::: Text extract
You can see that even though we expected the year to be 2014, the year is actually 2015. What happened here is that the field assistant who collected the data for year 2014 initially forgot to include their data for ‘plot 3’ in this dataset. They came back in 2015 to add the missing data into the dataset and entered the dates for ‘plot 3’ without the year. Excel automatically interpreted the year as 2015 - the year the data was entered into the spreadsheet and not the year the data was collected. Thereby, the spreadsheet program introduced an error in the dataset without the field assistant realising.

Show me the solution

{alt=‘dates, exersize 1’ .output}

Exercise

Challenge: pulling hour, minute and second out of the current time

Current time and date are best retrieved using the functions NOW(), which returns the current date and time, and TODAY(), which returns the current date. The results will be formatted according to your computer’s settings.

Extract the year, month and day from the current date and time string returned by the NOW() function.
Calculate the current time using NOW()-TODAY().
Extract the hour, minute and second from the current time using functions HOUR(), MINUTE() and SECOND().
Press F9 to force the spreadsheet to recalculate the NOW() function, and check that it has been updated.

Show me the solution

To get the year, type =YEAR(NOW()) into any cell in your spreadsheet. To get the month, type =MONTH(NOW()). To get the day, type =DAY(NOW()).
Typing =NOW()-TODAY() will result in a decimal value that is not easily human parsable to a clock-based time. You will need to use the strategies in the third part of this challenge to convert this decimal value to readable time.
To extract the hour, type =HOUR(NOW()-TODAY()) and similarly for minute and second.

Preferred date format

It is much safer to store dates with YEAR, MONTH, DAY in separate columns or as YEAR and DAY-OF-YEAR in separate columns.

Note: Excel is unable to parse dates from before 1899-12-31, and will thus leave these untouched. If you’re mixing historic data from before and after this date, Excel will translate only the post-1900 dates into its internal format, thus resulting in mixed data. If you’re working with historic data, be extremely careful with your dates!
::::::
* Given problem *
Repeat word for word the part of the spreadsheet dates text between "Current time and" and "MINUTE() and SECOND().", inclusive. The rows that follow are not needed for anything here.
::: Excerpted data
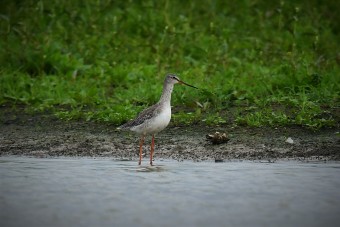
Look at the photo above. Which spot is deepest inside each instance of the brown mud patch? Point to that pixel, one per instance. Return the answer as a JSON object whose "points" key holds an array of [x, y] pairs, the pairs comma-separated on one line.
{"points": [[43, 135]]}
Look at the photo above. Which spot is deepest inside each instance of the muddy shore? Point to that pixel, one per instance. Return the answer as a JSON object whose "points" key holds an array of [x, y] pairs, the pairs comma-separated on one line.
{"points": [[43, 135]]}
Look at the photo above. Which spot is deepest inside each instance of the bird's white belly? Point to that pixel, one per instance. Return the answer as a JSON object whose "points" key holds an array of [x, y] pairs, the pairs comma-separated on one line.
{"points": [[155, 124]]}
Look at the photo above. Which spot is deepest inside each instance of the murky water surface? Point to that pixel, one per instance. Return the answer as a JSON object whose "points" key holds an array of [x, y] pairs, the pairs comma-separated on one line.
{"points": [[104, 192]]}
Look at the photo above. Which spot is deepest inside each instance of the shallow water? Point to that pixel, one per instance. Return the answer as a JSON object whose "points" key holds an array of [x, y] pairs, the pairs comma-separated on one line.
{"points": [[104, 192]]}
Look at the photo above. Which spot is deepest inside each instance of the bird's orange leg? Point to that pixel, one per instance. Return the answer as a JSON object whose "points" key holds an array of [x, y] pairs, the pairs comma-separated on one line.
{"points": [[152, 148], [141, 141]]}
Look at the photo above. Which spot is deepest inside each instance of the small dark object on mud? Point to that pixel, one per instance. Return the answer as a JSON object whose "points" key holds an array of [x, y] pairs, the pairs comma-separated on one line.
{"points": [[218, 138]]}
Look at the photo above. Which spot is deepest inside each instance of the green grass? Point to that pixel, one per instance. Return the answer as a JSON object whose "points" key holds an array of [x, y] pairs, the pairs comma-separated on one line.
{"points": [[257, 63]]}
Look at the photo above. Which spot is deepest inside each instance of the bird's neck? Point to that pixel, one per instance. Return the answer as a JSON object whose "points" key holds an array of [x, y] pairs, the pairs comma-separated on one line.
{"points": [[166, 94]]}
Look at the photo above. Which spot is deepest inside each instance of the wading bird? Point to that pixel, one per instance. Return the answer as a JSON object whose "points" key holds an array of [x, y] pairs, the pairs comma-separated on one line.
{"points": [[155, 118]]}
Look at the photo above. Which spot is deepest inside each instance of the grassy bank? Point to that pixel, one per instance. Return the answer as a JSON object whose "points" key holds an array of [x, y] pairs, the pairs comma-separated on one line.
{"points": [[257, 63]]}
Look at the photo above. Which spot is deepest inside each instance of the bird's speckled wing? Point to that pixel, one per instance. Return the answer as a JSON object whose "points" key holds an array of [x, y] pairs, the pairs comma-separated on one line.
{"points": [[142, 117]]}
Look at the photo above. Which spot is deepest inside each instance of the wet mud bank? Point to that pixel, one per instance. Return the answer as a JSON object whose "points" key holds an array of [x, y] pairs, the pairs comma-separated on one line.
{"points": [[46, 136]]}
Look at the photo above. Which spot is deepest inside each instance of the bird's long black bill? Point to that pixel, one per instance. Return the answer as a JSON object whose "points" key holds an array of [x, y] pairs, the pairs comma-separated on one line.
{"points": [[187, 84]]}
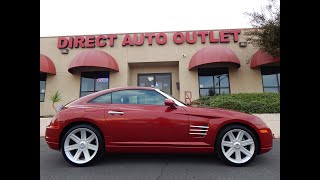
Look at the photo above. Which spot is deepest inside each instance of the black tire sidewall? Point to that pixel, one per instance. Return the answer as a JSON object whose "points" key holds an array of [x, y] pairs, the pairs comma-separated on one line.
{"points": [[100, 148], [218, 149]]}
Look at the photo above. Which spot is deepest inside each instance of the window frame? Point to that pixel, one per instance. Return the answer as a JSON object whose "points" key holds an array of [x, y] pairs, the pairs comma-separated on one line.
{"points": [[45, 85], [94, 85], [214, 87], [277, 78], [154, 77]]}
::::::
* The answer *
Current time and date are best retrieved using the functions NOW(), which returns the current date and time, and TODAY(), which returns the current date. The results will be formatted according to your computer’s settings.

Extract the year, month and day from the current date and time string returned by the NOW() function.
Calculate the current time using NOW()-TODAY().
Extract the hour, minute and second from the current time using functions HOUR(), MINUTE() and SECOND().